WRITTEN TASK: Find every line in the material below that contains the string "black", matching case exactly, and copy each of those lines.

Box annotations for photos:
• • • •
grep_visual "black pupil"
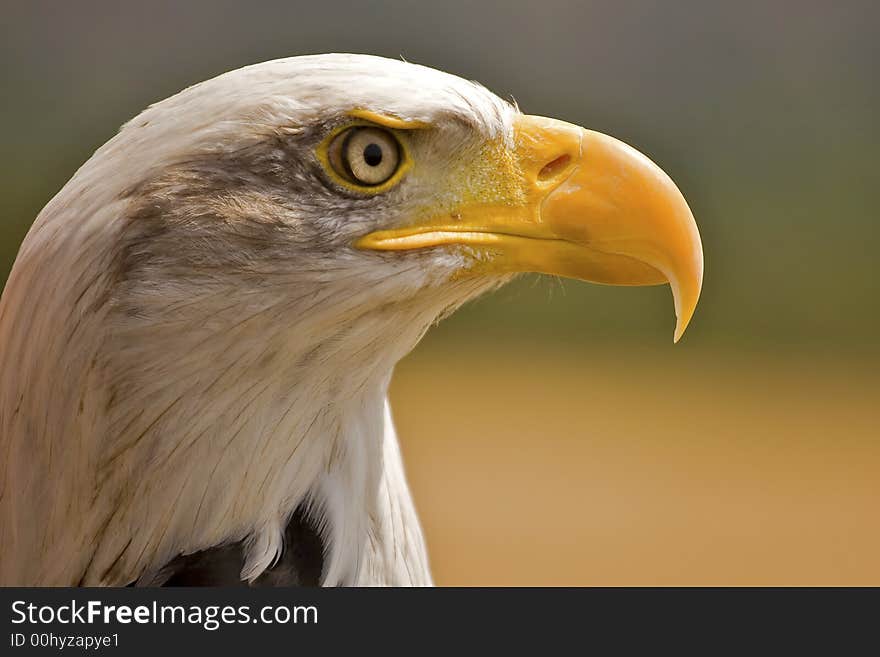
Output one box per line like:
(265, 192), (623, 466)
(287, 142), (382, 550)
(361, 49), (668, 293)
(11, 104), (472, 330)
(364, 144), (382, 167)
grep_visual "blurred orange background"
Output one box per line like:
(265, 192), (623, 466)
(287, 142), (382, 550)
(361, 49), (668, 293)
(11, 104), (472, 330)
(0, 0), (880, 585)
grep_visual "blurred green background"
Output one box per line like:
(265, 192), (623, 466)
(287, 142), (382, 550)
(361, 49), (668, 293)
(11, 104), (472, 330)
(0, 0), (880, 584)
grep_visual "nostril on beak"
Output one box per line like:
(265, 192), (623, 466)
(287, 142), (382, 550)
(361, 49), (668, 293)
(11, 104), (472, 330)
(538, 155), (571, 183)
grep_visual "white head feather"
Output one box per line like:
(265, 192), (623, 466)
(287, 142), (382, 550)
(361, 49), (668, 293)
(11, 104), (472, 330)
(0, 55), (516, 585)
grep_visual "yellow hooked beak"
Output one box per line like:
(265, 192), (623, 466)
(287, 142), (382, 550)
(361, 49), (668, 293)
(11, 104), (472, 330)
(357, 116), (703, 342)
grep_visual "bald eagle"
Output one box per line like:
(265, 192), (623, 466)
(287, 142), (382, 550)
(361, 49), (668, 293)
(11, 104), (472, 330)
(0, 55), (703, 586)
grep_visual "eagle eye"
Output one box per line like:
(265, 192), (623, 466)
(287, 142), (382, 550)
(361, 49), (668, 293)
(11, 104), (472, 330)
(327, 126), (401, 187)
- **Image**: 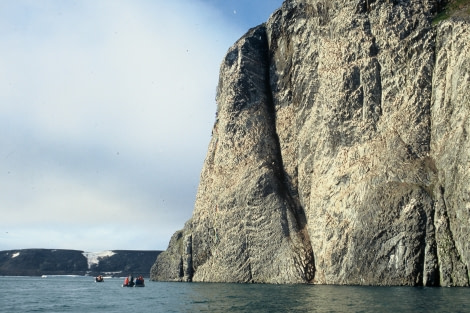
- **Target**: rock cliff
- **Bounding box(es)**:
[151,0,470,286]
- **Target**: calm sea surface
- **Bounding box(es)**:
[0,276,470,313]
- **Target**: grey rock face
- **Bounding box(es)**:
[152,0,470,286]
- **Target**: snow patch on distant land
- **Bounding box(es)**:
[82,251,116,269]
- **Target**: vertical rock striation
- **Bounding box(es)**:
[151,0,470,286]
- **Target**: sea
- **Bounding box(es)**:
[0,276,470,313]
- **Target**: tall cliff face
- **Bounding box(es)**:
[151,0,470,286]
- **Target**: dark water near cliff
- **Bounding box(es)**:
[0,276,470,312]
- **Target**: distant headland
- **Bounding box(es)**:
[0,249,161,277]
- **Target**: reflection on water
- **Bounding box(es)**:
[0,277,470,313]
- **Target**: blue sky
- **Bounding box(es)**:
[0,0,282,252]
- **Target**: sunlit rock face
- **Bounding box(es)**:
[151,0,470,286]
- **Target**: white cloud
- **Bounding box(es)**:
[0,0,242,251]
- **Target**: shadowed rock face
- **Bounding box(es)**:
[151,0,470,286]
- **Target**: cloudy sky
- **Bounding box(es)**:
[0,0,282,252]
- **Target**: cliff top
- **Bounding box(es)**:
[434,0,470,24]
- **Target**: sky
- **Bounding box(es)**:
[0,0,282,252]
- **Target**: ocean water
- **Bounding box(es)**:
[0,276,470,313]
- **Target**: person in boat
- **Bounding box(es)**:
[122,275,134,287]
[135,275,145,287]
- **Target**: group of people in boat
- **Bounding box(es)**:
[95,275,145,287]
[122,275,145,287]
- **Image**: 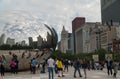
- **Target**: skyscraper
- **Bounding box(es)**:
[0,34,5,45]
[101,0,120,25]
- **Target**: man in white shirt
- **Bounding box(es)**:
[47,57,54,79]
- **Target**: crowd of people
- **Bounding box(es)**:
[0,54,120,79]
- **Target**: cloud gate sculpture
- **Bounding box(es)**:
[0,24,58,71]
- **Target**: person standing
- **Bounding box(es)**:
[106,56,113,75]
[47,57,55,79]
[10,59,16,74]
[15,59,19,74]
[113,60,118,78]
[73,59,82,78]
[31,58,38,74]
[83,59,88,79]
[0,58,6,77]
[57,58,64,77]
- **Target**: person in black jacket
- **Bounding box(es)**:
• • • •
EXERCISE ANSWER:
grep_visual "black pupil"
- **Target**: person in black jacket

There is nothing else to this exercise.